>> begin DATA TO USE
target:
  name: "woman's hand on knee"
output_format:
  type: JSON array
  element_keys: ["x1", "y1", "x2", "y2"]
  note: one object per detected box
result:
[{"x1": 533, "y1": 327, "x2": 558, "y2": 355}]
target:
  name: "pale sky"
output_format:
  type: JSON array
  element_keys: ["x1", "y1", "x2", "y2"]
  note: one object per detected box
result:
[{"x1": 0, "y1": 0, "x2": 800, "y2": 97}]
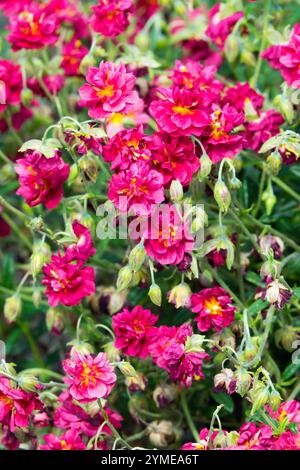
>> end DATA TO USE
**TASK GOAL:** Reproduce all of the entries above verbatim, leaving out the pictures.

**WRITTEN RESPONSE:**
target:
  name: "woman's hand on knee"
output_format:
  type: JSON array
  element_keys: ["x1", "y1", "x2", "y2"]
  note: one object per detected box
result:
[{"x1": 533, "y1": 327, "x2": 558, "y2": 355}]
target:
  name: "pale sky"
output_format:
  type: JSON array
  element_keys: ["x1", "y1", "x2", "y2"]
  note: one object per detected box
result:
[{"x1": 0, "y1": 0, "x2": 800, "y2": 97}]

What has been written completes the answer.